Goal of the exercise: Every record must be transcribed in its entirety, apart from the images, which are to be omitted.

— Start Data provided —

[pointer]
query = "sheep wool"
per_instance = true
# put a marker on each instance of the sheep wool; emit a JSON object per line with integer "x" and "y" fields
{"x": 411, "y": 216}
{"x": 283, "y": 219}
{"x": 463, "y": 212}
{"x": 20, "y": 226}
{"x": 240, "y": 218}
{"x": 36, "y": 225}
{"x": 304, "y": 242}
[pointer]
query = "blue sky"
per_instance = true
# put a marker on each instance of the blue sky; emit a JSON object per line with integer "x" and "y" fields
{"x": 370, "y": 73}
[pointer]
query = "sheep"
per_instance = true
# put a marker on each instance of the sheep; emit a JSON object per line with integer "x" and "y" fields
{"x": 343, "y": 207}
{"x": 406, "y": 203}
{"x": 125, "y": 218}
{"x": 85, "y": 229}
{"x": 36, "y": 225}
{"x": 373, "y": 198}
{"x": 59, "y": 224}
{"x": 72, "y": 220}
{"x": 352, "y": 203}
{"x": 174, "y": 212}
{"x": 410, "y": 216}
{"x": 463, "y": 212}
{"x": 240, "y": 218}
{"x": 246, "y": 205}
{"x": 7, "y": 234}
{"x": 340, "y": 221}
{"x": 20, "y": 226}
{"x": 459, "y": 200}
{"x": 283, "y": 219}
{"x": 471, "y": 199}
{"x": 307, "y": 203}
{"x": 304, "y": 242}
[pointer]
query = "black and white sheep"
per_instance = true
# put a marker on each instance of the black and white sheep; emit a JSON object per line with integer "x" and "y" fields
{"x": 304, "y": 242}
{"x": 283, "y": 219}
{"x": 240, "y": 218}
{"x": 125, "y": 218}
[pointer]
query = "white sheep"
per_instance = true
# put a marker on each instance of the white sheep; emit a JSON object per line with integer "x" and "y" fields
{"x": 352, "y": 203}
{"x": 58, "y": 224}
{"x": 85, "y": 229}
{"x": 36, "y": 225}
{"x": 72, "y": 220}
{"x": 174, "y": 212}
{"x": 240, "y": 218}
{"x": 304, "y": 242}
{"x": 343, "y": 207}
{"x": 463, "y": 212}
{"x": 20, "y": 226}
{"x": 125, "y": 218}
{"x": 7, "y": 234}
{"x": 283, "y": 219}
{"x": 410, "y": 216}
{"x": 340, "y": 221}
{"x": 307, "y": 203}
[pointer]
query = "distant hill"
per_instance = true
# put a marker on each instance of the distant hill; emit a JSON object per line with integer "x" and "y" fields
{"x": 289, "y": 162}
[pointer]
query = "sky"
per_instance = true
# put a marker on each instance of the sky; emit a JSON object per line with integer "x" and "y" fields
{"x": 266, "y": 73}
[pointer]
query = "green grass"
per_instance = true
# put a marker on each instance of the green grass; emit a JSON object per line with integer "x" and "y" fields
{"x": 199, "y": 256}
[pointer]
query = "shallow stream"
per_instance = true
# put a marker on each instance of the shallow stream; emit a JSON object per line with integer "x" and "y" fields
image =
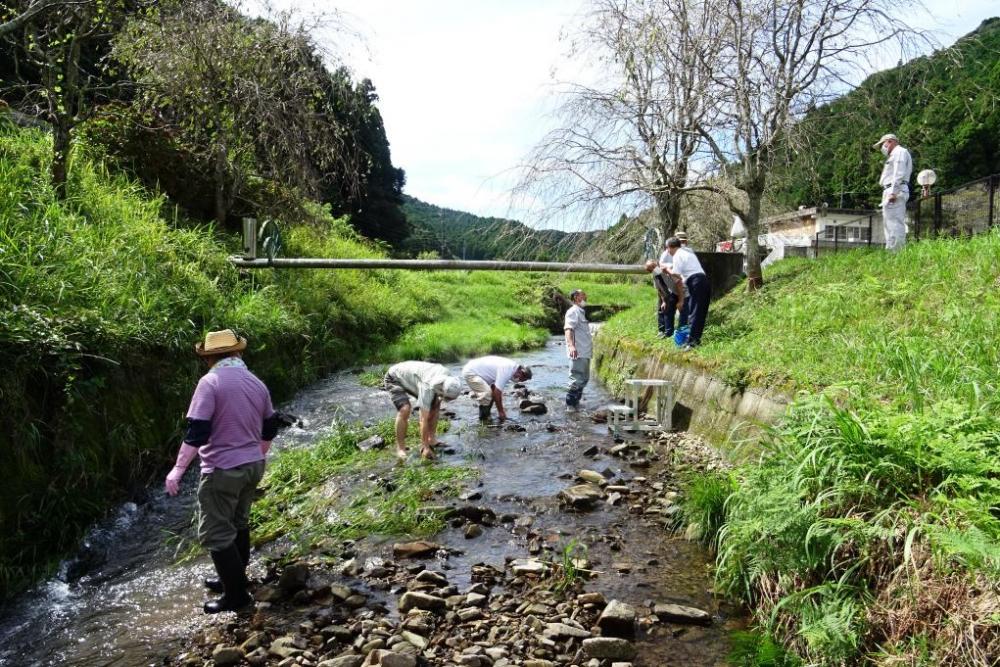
{"x": 123, "y": 601}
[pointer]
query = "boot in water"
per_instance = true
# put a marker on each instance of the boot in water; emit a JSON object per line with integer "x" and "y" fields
{"x": 232, "y": 573}
{"x": 243, "y": 547}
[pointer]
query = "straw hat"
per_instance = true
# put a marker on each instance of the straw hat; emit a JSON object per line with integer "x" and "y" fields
{"x": 220, "y": 342}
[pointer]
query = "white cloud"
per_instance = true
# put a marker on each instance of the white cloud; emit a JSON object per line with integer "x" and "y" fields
{"x": 465, "y": 86}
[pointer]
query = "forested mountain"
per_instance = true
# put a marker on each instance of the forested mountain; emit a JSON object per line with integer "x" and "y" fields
{"x": 944, "y": 108}
{"x": 226, "y": 113}
{"x": 460, "y": 235}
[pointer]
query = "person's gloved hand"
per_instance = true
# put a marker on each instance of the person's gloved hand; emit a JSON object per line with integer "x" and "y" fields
{"x": 184, "y": 458}
{"x": 174, "y": 480}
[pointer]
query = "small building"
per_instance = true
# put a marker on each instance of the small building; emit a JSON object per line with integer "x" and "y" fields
{"x": 801, "y": 233}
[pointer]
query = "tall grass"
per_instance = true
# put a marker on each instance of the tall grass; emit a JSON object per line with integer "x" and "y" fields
{"x": 909, "y": 327}
{"x": 867, "y": 534}
{"x": 103, "y": 294}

— End Data provided —

Correct answer:
[pointer]
query = "sheep wool"
per_instance = true
# put a marker on each instance of the sheep wool; emit a JSON object per line with integer "x" and "y" fields
{"x": 411, "y": 216}
{"x": 283, "y": 219}
{"x": 463, "y": 212}
{"x": 20, "y": 226}
{"x": 240, "y": 218}
{"x": 36, "y": 225}
{"x": 304, "y": 242}
[pointer]
query = "blue sky"
per_instance = true
# put a marker on each instance of the blue sky; emit a JSON object per line with integer "x" and "y" fields
{"x": 370, "y": 73}
[pointer]
query = "sheep"
per_instance = true
# put a marker on each instance of the sheep; emit a JSON object per line with integer "x" and "y" fields
{"x": 343, "y": 207}
{"x": 406, "y": 203}
{"x": 125, "y": 218}
{"x": 85, "y": 229}
{"x": 36, "y": 225}
{"x": 373, "y": 198}
{"x": 59, "y": 224}
{"x": 72, "y": 220}
{"x": 352, "y": 203}
{"x": 174, "y": 212}
{"x": 410, "y": 216}
{"x": 463, "y": 212}
{"x": 240, "y": 218}
{"x": 246, "y": 205}
{"x": 7, "y": 234}
{"x": 340, "y": 221}
{"x": 20, "y": 226}
{"x": 459, "y": 200}
{"x": 283, "y": 219}
{"x": 471, "y": 199}
{"x": 307, "y": 203}
{"x": 304, "y": 242}
[pointer]
query = "black and white sheep"
per_instance = true
# put a marker on each instance of the black and white sheep; emit a JSON object per line with integer "x" and "y" fields
{"x": 304, "y": 242}
{"x": 283, "y": 219}
{"x": 240, "y": 218}
{"x": 125, "y": 218}
[pointer]
query = "white sheep"
per_instance = true
# put a marker on each instance of the white sheep; emit a JSON object per line with integer "x" and "y" fields
{"x": 352, "y": 203}
{"x": 58, "y": 224}
{"x": 85, "y": 229}
{"x": 36, "y": 225}
{"x": 72, "y": 220}
{"x": 174, "y": 212}
{"x": 240, "y": 218}
{"x": 304, "y": 242}
{"x": 343, "y": 207}
{"x": 463, "y": 212}
{"x": 20, "y": 226}
{"x": 125, "y": 218}
{"x": 7, "y": 234}
{"x": 283, "y": 219}
{"x": 410, "y": 216}
{"x": 340, "y": 221}
{"x": 307, "y": 203}
[pointer]
query = "distant hill"
per_instance = true
# put a marker on each instance of the distant hill; emit a JSON object per line with integer "x" and "y" fields
{"x": 289, "y": 162}
[pointer]
query = "sky"
per_instance = true
# put a marker on each instance of the sky; emit a JSON object per line with integer "x" and "y" fields
{"x": 266, "y": 73}
[pointer]
query = "green grass"
per_instance = true
# put a marker on each instance of the green grass; emit a JSON object per line with integer "x" and "y" fields
{"x": 199, "y": 256}
[pointer]
query = "shallow stream"
per_instance = true
# put a marker on each instance of the shallow stream; emit a JSON object per line with integer "x" and "y" fields
image =
{"x": 123, "y": 601}
[pointer]
query = "boot in water"
per_instance = true
# put a marker on each instance of the boot in water; emit a JSON object per line with integer "x" and "y" fields
{"x": 232, "y": 573}
{"x": 243, "y": 547}
[pointer]
query = "straw hat"
per_instance = true
# put a marker on each instance of the straw hat; emit a JSON object per line with integer "x" and "y" fields
{"x": 220, "y": 342}
[pointer]
query = "white cloud"
per_instance = true
# put a marker on each instance of the white cloud; emit a JSON object per line with integer "x" and "y" fields
{"x": 465, "y": 86}
[pointer]
query = "forested mountain"
per_instance = true
# put a marker on each instance of the forested mountain; emit a JSON object per line with integer "x" and "y" fields
{"x": 944, "y": 108}
{"x": 226, "y": 113}
{"x": 460, "y": 235}
[pointer]
query = "person's gloved hand"
per_instance = true
# put a marker on each instance of the person's gloved hand; emit a JSON object per line with integer "x" and "y" fields
{"x": 184, "y": 458}
{"x": 174, "y": 480}
[pointer]
query = "small building"
per_instance = true
# put a marker on each instance of the small building; emit a JSON object per line with integer "x" and "y" fields
{"x": 801, "y": 233}
[pointer]
query = "tall grass"
per_instance = true
# put a marker on each instance of the tall grass; emit a JSON object per line with integer "x" and "y" fields
{"x": 909, "y": 327}
{"x": 867, "y": 534}
{"x": 103, "y": 294}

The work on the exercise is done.